◆ **YOUR OBJECTIVE**
Could you reproduce the line where "stadium terrace in the photo above." occurs and all lines after it in the listing below, through the final one, without changing anything?

======== RECORDS SHOWN

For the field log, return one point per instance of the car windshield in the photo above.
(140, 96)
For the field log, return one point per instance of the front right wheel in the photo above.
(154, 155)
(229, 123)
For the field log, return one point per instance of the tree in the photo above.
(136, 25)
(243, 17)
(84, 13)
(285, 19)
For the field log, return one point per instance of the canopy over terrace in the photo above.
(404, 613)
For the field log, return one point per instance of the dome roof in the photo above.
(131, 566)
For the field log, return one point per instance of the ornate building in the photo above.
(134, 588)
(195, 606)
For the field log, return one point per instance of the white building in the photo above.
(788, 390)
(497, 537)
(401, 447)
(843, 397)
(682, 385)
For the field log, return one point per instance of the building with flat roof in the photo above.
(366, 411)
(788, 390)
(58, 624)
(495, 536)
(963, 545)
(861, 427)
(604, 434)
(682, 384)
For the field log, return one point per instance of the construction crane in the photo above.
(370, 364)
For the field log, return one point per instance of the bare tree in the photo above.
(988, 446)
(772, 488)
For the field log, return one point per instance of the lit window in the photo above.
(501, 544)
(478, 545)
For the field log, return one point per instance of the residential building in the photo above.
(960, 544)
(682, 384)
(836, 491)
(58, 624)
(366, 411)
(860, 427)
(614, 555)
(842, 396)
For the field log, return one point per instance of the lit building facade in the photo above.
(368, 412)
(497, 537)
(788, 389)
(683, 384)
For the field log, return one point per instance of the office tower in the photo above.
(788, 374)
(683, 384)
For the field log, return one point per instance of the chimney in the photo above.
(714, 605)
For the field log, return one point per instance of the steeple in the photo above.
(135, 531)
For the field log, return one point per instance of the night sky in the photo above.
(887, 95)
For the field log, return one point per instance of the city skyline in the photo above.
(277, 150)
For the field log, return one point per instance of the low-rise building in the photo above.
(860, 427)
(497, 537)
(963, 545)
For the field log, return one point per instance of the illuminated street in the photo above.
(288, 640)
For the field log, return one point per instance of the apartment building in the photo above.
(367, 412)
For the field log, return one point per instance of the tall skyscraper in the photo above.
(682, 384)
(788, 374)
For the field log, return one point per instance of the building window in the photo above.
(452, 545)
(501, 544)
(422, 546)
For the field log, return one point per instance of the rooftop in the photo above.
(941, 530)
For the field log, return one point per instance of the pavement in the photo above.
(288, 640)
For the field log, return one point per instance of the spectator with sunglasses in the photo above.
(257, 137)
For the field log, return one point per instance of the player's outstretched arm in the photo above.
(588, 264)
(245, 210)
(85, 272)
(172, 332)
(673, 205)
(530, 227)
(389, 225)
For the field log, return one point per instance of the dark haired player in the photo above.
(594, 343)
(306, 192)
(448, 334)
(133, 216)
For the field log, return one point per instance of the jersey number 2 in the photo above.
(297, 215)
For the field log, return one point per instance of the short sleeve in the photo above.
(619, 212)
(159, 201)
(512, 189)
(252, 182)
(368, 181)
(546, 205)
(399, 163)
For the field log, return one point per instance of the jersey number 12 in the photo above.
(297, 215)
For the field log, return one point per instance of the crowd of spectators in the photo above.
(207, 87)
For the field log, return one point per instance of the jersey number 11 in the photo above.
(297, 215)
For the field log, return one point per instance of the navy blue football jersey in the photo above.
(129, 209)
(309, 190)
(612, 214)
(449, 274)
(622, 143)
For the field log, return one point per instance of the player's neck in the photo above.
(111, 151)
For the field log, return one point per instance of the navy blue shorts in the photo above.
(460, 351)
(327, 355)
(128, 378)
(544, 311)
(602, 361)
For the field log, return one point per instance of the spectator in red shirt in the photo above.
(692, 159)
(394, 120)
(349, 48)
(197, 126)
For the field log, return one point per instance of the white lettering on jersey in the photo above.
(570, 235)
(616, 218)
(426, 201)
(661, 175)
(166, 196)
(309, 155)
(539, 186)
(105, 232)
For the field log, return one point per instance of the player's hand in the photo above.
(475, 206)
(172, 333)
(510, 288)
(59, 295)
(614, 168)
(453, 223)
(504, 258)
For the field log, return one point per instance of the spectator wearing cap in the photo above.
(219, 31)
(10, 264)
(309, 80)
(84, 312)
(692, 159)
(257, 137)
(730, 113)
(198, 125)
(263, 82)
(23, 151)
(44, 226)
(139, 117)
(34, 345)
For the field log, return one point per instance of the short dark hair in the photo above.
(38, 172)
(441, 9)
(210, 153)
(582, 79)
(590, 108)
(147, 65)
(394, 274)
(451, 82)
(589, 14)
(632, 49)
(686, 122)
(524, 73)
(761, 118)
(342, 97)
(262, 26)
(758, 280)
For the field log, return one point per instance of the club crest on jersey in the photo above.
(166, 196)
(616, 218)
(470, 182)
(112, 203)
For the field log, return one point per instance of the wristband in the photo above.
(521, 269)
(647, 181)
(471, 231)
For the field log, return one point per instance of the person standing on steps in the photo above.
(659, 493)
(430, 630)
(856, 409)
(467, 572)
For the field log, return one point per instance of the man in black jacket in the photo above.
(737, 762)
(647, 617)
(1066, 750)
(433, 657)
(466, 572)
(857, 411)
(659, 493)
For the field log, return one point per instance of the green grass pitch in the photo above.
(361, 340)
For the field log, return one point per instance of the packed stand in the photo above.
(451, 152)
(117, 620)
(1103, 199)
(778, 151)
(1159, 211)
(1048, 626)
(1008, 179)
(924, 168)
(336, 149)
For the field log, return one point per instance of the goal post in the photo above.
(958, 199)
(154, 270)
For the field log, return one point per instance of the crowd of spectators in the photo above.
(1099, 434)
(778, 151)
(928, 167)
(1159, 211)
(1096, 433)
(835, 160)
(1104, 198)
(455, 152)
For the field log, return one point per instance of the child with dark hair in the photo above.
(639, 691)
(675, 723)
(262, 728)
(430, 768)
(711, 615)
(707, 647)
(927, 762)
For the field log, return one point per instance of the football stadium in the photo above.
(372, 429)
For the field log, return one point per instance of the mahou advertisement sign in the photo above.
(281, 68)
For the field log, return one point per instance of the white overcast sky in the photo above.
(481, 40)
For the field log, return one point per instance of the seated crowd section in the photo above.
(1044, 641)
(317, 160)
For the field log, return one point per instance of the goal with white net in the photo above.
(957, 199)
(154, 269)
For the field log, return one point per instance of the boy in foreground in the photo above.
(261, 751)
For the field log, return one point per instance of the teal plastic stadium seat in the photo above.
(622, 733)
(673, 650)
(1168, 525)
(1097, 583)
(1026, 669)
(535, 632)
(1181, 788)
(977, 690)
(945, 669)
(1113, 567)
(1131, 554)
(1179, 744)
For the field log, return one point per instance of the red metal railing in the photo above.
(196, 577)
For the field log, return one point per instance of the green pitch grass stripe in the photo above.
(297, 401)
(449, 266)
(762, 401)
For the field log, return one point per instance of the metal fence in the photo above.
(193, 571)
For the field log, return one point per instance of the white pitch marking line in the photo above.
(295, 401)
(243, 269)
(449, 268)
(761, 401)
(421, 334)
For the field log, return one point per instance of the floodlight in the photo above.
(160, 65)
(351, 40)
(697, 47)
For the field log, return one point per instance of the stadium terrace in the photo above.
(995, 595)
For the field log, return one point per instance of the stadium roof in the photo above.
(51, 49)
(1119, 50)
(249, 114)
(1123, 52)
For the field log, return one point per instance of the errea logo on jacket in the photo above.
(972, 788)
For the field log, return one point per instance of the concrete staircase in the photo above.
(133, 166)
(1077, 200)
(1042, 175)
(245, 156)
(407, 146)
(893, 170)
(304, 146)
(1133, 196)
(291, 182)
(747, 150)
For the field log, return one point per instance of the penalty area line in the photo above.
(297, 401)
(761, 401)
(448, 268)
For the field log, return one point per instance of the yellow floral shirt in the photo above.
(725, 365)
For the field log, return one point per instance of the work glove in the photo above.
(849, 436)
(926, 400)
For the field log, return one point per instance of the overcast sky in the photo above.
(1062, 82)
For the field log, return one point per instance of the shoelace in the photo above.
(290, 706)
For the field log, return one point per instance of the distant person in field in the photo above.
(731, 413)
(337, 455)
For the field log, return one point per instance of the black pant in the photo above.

================

◆ **SOLUTION TO THIS EXERCISE**
For the field log, return one point per instance of the stadium terrace in the photo above.
(995, 595)
For the field log, return one point per instance of the stadium roof in the photo above.
(51, 49)
(1119, 50)
(249, 114)
(1123, 52)
For the field log, return one point per instance of the errea logo on jacket in the photo above.
(972, 788)
For the field log, return one point per instance of the concrete staircase in the photo above.
(133, 166)
(1077, 200)
(1042, 175)
(245, 156)
(407, 146)
(893, 170)
(304, 146)
(1133, 196)
(291, 182)
(747, 150)
For the field log, return one point per instance of the penalty area line in the photo above.
(297, 401)
(761, 401)
(448, 268)
For the field log, return one point per instance of the yellow floral shirt in the photo above.
(725, 365)
For the field log, return one point per instance of the work glove in the photo above.
(849, 436)
(926, 400)
For the field log, return one point per instance of the overcast sky in the photo above.
(1062, 82)
For the field log, return one point per instance of the shoelace in the photo above.
(290, 706)
For the field log, return one point per instance of the distant person in field in the photo above.
(731, 413)
(337, 455)
For the field log, return one point per instance of the black pant in the photo above.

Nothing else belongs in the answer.